**Instructions for the task:** Nothing but the line with "Objective: one point per instance of the brown" and the lines after it, through the end of the records below, is to be repeated, exactly as it is.
====== Supplied information ======
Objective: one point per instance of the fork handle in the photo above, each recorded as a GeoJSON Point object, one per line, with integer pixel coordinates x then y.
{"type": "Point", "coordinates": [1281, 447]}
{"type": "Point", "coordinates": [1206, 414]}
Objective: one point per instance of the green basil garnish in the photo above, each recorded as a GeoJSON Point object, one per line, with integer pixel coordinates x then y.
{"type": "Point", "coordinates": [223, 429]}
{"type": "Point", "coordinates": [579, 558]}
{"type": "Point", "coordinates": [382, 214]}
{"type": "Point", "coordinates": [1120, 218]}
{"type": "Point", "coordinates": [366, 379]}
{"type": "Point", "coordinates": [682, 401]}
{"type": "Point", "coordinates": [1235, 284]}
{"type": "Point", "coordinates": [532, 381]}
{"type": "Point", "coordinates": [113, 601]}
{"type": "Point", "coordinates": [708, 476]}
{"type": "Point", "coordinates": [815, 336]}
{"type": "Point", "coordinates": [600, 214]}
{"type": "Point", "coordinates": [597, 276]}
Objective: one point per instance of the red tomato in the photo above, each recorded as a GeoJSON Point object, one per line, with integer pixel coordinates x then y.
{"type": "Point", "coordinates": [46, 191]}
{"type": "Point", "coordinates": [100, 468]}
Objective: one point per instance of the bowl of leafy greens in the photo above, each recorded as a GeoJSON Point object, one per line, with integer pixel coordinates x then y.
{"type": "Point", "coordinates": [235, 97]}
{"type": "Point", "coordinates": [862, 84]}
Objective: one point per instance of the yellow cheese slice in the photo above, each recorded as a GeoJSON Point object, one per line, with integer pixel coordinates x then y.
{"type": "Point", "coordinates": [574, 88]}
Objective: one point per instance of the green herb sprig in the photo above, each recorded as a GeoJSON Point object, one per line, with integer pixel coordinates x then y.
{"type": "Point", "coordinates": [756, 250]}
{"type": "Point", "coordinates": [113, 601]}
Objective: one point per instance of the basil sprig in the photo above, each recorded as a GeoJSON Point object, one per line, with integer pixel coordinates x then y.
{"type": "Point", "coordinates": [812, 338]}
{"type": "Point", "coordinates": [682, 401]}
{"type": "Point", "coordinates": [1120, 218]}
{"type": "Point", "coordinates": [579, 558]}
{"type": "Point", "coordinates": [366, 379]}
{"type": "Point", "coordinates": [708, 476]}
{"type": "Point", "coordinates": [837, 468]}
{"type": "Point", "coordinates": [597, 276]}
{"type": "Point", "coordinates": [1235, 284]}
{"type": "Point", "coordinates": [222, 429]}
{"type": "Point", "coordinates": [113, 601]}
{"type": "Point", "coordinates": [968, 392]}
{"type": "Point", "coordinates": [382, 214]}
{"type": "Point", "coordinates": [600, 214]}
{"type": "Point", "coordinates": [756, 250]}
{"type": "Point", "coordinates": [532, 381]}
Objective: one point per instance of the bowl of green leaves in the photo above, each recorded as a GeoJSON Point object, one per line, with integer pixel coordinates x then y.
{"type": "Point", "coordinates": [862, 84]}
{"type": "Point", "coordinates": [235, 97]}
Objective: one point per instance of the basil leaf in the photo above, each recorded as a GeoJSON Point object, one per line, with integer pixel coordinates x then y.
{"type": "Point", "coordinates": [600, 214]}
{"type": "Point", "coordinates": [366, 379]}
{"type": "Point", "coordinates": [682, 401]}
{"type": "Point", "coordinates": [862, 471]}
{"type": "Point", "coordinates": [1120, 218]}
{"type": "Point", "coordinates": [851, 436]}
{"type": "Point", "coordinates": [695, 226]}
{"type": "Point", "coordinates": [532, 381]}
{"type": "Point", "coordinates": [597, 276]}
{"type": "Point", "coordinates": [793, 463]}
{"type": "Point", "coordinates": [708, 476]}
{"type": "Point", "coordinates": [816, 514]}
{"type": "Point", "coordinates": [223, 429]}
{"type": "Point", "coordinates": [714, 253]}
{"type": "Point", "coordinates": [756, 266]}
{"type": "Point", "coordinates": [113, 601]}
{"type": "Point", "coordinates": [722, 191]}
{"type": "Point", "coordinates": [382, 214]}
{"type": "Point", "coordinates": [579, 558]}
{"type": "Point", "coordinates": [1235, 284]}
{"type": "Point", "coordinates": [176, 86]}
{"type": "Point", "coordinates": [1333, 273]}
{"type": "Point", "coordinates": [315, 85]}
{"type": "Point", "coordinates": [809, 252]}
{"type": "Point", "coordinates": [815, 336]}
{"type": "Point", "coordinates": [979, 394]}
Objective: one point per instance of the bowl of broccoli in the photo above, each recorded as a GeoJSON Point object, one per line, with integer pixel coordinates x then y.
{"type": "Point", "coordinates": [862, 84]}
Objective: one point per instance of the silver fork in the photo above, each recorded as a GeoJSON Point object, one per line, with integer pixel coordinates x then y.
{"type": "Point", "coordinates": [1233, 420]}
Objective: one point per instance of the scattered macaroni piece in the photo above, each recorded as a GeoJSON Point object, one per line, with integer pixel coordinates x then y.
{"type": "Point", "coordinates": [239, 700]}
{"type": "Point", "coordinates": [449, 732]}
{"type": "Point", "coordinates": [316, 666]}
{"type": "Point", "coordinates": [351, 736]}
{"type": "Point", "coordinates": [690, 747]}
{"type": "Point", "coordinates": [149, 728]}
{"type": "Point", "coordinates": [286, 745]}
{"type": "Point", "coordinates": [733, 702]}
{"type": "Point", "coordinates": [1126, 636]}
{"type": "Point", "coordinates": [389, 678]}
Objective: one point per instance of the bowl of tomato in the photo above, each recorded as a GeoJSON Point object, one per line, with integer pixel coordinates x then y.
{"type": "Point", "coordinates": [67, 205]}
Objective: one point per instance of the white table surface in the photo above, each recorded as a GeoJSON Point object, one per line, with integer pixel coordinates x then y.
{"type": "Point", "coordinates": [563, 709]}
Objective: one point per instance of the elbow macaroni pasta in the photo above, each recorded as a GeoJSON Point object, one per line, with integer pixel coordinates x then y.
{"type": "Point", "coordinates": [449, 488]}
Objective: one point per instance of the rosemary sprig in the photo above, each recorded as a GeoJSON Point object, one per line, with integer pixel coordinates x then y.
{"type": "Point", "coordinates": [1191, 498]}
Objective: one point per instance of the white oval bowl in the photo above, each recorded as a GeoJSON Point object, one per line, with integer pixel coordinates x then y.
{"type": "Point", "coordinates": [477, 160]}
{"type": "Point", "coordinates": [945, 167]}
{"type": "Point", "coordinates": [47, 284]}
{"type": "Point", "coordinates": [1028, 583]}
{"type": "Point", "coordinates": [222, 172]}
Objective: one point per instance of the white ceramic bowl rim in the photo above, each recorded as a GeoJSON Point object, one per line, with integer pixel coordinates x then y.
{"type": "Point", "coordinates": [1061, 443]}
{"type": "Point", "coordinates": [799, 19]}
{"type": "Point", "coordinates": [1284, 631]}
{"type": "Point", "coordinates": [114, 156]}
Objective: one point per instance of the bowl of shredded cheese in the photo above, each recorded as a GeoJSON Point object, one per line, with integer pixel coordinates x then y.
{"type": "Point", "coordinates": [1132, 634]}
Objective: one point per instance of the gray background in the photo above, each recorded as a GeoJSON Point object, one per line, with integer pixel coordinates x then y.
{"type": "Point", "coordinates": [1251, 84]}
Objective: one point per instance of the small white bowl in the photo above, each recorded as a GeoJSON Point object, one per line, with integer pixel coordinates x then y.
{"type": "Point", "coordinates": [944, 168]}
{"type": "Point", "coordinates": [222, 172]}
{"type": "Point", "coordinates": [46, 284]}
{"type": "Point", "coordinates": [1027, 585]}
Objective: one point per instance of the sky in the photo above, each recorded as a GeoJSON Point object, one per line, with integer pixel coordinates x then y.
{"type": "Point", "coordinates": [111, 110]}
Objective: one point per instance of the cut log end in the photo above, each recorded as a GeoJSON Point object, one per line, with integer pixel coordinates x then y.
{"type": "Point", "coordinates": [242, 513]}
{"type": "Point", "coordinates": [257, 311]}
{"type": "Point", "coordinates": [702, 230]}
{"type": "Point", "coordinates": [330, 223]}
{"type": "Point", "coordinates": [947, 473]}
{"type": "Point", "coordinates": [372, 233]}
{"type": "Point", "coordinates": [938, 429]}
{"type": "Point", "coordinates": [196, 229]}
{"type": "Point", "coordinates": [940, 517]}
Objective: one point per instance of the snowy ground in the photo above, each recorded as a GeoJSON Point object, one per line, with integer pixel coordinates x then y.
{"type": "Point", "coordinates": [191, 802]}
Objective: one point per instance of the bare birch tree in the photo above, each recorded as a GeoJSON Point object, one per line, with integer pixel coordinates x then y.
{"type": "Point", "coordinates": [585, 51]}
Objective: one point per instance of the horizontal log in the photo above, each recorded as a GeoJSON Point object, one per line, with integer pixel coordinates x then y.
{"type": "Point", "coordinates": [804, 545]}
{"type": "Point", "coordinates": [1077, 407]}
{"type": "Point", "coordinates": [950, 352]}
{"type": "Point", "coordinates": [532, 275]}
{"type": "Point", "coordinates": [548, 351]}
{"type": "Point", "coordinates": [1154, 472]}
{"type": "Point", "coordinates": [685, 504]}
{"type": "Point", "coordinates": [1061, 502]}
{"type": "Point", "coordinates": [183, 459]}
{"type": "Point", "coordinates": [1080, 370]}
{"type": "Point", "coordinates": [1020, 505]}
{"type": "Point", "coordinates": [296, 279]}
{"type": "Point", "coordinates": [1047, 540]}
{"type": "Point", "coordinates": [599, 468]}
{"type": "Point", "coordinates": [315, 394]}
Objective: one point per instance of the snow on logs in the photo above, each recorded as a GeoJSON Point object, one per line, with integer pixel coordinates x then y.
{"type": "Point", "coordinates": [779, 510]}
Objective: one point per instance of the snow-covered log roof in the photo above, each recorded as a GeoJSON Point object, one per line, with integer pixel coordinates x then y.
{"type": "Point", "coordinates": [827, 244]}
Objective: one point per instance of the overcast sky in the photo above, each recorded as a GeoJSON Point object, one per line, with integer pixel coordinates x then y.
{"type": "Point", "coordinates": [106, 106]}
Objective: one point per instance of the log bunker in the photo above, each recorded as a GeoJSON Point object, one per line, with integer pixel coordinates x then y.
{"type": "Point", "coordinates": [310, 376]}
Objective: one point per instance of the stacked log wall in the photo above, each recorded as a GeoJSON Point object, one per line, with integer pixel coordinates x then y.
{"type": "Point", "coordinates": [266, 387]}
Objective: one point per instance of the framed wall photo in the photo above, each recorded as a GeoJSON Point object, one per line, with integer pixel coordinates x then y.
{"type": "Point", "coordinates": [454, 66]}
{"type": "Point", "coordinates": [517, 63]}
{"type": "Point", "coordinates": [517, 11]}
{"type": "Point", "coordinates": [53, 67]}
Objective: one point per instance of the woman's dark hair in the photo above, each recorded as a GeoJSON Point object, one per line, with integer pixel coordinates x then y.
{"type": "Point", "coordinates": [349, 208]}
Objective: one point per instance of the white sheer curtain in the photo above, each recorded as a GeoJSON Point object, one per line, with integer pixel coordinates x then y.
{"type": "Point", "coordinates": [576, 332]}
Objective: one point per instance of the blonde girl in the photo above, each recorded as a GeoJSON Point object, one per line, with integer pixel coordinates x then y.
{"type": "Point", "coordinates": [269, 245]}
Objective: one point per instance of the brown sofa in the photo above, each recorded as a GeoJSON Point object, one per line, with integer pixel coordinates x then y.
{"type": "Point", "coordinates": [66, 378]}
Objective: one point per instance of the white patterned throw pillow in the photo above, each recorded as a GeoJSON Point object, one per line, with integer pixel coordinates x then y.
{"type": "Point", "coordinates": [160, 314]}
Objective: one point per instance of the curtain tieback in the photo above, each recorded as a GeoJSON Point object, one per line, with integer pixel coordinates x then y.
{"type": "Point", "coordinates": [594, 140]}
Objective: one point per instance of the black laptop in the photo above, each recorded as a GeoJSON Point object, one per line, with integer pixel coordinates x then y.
======
**Answer for this exercise:**
Objective: one point per instance of the brown sofa in the photo above, each recorded as a GeoJSON Point object, one per line, with integer pixel coordinates x then y.
{"type": "Point", "coordinates": [66, 378]}
Objective: one point per instance of the white patterned throw pillow in the photo above, each recorded as a GeoJSON Point object, one per line, with integer pixel coordinates x then y.
{"type": "Point", "coordinates": [160, 314]}
Objective: one point per instance of the curtain tieback in the photo above, each recorded as a GeoJSON Point object, one per line, with integer pixel coordinates x then y.
{"type": "Point", "coordinates": [594, 140]}
Objective: one point per instance of the black laptop in the photo above, each recorded as a GeoJSON Point object, one per line, with integer pixel coordinates x then y.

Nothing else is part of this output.